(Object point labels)
──────
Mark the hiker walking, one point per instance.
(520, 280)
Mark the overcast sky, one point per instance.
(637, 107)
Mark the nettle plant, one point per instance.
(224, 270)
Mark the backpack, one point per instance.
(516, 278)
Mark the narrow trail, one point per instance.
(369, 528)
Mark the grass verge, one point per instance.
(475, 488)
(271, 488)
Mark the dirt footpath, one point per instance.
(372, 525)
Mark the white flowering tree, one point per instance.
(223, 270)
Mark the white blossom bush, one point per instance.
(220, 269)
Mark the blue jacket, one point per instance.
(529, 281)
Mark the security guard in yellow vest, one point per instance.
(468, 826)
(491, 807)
──────
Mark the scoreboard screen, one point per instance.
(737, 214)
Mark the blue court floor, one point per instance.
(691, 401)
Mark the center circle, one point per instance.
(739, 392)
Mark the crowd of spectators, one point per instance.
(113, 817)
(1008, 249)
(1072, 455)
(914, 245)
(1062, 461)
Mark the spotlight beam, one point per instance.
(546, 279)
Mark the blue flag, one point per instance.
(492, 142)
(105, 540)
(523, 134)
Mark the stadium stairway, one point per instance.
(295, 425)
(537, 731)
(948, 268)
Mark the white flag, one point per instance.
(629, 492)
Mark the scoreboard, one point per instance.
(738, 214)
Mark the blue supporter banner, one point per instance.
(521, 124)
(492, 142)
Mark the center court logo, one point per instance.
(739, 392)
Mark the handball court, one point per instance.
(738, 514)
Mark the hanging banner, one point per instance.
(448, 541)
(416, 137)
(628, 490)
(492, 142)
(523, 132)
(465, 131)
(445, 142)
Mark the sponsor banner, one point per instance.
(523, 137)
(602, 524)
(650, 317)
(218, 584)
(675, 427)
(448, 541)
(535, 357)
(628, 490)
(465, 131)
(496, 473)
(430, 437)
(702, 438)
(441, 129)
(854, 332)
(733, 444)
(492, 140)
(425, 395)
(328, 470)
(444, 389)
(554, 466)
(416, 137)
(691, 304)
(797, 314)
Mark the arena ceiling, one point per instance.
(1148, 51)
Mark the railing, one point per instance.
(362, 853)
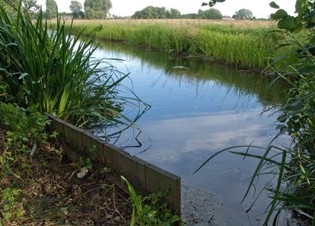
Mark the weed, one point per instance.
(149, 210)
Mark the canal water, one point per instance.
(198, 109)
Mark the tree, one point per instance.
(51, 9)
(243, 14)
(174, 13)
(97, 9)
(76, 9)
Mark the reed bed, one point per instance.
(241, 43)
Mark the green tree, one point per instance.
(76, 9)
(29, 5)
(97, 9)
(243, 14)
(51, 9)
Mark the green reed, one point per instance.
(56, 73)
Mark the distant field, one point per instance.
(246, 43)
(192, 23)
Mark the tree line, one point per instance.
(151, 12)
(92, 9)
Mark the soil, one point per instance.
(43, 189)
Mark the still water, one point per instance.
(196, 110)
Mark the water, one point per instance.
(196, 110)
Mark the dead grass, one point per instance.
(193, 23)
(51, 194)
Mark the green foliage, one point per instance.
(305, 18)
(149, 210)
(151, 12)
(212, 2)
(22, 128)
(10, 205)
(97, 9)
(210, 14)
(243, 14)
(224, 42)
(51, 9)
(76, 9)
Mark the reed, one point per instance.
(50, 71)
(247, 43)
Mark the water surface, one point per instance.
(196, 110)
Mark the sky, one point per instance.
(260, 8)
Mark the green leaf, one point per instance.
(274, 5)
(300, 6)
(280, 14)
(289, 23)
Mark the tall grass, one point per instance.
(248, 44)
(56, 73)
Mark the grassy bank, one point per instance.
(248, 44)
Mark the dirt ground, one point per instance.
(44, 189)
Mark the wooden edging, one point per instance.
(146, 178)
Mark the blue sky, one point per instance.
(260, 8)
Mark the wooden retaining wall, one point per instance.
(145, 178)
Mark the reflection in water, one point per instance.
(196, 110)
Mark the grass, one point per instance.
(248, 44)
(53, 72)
──────
- WHAT THE EXERCISE ASKS:
From the listing above, pull out every line that contains the word "green".

- EXERCISE RESULT:
Mark the green tree, one point per instance.
Mark the green reed, one point per instance.
Mark the green foliage, one point per instance.
Mark the green leaf, one point per instance.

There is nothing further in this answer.